(INPUT)
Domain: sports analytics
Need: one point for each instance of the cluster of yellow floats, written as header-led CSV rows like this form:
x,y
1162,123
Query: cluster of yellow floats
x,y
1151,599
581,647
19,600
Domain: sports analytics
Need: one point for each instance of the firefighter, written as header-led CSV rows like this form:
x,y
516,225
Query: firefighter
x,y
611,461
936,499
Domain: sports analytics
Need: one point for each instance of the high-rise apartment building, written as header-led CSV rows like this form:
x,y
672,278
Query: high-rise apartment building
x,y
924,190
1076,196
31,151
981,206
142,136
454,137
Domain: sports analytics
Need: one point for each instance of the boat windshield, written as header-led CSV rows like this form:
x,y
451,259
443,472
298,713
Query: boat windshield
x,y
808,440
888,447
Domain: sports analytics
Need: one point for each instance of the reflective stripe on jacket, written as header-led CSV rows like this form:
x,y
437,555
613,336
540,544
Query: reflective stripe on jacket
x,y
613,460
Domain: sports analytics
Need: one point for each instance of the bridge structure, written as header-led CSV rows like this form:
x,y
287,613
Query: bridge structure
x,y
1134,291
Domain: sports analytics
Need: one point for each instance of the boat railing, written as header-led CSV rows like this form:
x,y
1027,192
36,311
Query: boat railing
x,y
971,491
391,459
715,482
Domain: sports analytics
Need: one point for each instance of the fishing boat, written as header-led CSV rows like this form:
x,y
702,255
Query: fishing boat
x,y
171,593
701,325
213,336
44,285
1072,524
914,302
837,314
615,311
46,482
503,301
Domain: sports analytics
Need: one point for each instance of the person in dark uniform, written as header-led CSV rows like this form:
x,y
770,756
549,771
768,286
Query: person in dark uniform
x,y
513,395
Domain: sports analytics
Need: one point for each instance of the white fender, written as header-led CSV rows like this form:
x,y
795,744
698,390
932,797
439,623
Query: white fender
(End INPUT)
> _TASK DETAILS_:
Every entry above needs to be copied exactly.

> _YOUR SOLUTION_:
Domain: sports analytics
Need: one point for each instance of the cluster of yellow floats, written as header-led CSV rows like this form:
x,y
1162,123
Query: cluster of yellow floats
x,y
1151,599
581,647
19,600
Domain: sports analytics
Need: one point for each instance of the firefighter, written as header-led CSV rows like this form:
x,y
516,225
Query: firefighter
x,y
611,461
936,499
Domain: sports analytics
Need: one point for each instance of the high-rise apartment building, written as header-led CSV rows like this form:
x,y
672,278
Query: high-rise apartment building
x,y
924,190
1076,196
31,151
981,206
142,136
454,137
Domain: sports analytics
Need: one point for each instance of the boat windshield, written as header-led CSV rows like this form:
x,y
451,259
443,472
298,713
Query: boat windshield
x,y
808,440
888,447
Domain: sports analytics
Need: one point for each instance of the reflective stripe on jacket, written as header-led CSV rows like this form:
x,y
437,555
613,336
540,544
Query: reflective stripe on jacket
x,y
613,460
Domain: sports analytics
Need: one point for each instance of the bridge structure, written as header-led CSV rows like this form:
x,y
287,613
Query: bridge structure
x,y
1134,291
Domain: sports analytics
Need: one point for each instance of the boat railing, written as header-led CSV rows like this form:
x,y
1027,192
36,311
Query: boat railing
x,y
971,491
391,459
715,482
Domain: sports analytics
Need: one point for each instance of the fishing boat, written as header-led CSV rows like this form:
x,y
702,255
Query: fishing boat
x,y
171,593
701,325
213,336
44,285
1072,524
914,302
837,314
615,311
46,482
503,301
Domain: sports analytics
Need: one point for each instance of the person in dark uniform, written as header-led CSV rows like this form:
x,y
770,756
549,771
768,286
Query: person in dark uniform
x,y
513,395
Domain: sports analytics
Need: one point for each instance of the white fender, written as header-led CSV rows like this form:
x,y
795,744
698,390
932,797
439,623
Query: white fender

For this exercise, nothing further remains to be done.